Keen Transport, Inc. v. United States

Decision Date06 August 1976
Docket NumberCiv. A. No. C75-170.
Citation446 F. Supp. 5
PartiesKEEN TRANSPORT, INC., Plaintiff, v. UNITED STATES of America et al., Defendants.
CourtU.S. District Court — Northern District of Ohio

Paul F. Beery, Michael Spurlock, Columbus, Ohio, John A. Kundtz, Thompson, Hine & Flory, Cleveland, Ohio, for Keen Transport, Inc.

John H. D. Wigger, U. S. Dept. of Justice, Washington, D. C., for United States of America.

Peter A. Fitzpatrick, I. C. C., Washington, D. C., for I. C. C.

Before CELEBREZZE, Circuit Judge, LAMBROS and KRUPANSKY, District Judges.

MEMORANDUM

KRUPANSKY, District Judge.

Plaintiff Keen Transport, Inc. (Keen), seeks to enjoin enforcement of Order No. MC-111320 of the Interstate Commerce Commission (ICC or Commission) denying plaintiff's gateway elimination application. Keen operates as a common motor carrier, transporting specific commodities in interstate commerce between various points in the United States under a Certificate of Public Convenience and Necessity No. MC-111320 and Subs thereto as issued by the ICC. Plaintiff's Certificate contains separate grants of Irregular Route Authority which, by combination (tacking) at a common service point (gateway), permit through transportation.

On February 25, 1974, the ICC issued an Order adopting Section 1065.1, Title 45 of the Code of Federal Regulations, wherein it terminated tacking of irregular route certificates effective June 4, 1974, unless motor carriers had filed with the ICC either a letter notice, for direct highway mileage (from points of origin to destination) constituting 80% of the mileage via the gateway, or an OP-OR-9 application, for direct distances of less than 80% of the gateway mileage. See 119 M.C.C. 530.

DATASET EXCERPTS:
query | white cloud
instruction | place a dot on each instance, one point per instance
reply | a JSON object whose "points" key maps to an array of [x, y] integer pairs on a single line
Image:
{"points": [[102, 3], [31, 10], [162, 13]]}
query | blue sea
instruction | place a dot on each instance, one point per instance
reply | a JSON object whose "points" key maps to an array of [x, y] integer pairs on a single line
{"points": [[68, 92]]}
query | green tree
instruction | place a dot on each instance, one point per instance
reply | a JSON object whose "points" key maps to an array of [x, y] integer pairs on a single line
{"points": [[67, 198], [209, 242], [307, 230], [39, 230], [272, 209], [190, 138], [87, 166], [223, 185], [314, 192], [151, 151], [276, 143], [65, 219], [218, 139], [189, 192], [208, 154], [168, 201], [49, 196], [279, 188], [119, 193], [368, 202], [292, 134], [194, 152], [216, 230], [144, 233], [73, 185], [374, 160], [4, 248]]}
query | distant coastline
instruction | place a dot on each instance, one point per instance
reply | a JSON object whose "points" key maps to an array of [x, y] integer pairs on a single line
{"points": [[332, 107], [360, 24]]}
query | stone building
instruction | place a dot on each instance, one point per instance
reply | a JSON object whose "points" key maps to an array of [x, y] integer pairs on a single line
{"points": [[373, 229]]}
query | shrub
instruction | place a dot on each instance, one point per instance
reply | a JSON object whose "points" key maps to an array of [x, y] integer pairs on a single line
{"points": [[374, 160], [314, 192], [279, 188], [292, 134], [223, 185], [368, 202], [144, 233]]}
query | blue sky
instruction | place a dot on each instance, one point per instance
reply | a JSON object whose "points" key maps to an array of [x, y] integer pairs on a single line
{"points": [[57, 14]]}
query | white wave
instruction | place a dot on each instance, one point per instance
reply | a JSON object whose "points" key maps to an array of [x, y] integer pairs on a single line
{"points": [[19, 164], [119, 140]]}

AIM 1: Quote the Keen Transport memorandum from "John H. D. Wigger, U." to "for I. C. C.".
AIM 2:
Answer these questions from the Keen Transport memorandum:
(a) Which court decided the case?
(b) On what date did the ICC issue the Order adopting Section 1065.1?
(c) What percentage of the gateway mileage did direct highway mileage have to reach for a carrier to file a letter notice?
The material has no connection to the Keen Transport memorandum.

FINAL RESULT 1:
John H. D. Wigger, U. S. Dept. of Justice, Washington, D. C., for United States of America.

Peter A. Fitzpatrick, I. C. C., Washington, D. C., for I. C. C.

FINAL RESULT 2:
(a) The U.S. District Court for the Northern District of Ohio.
(b) February 25, 1974.
(c) 80%.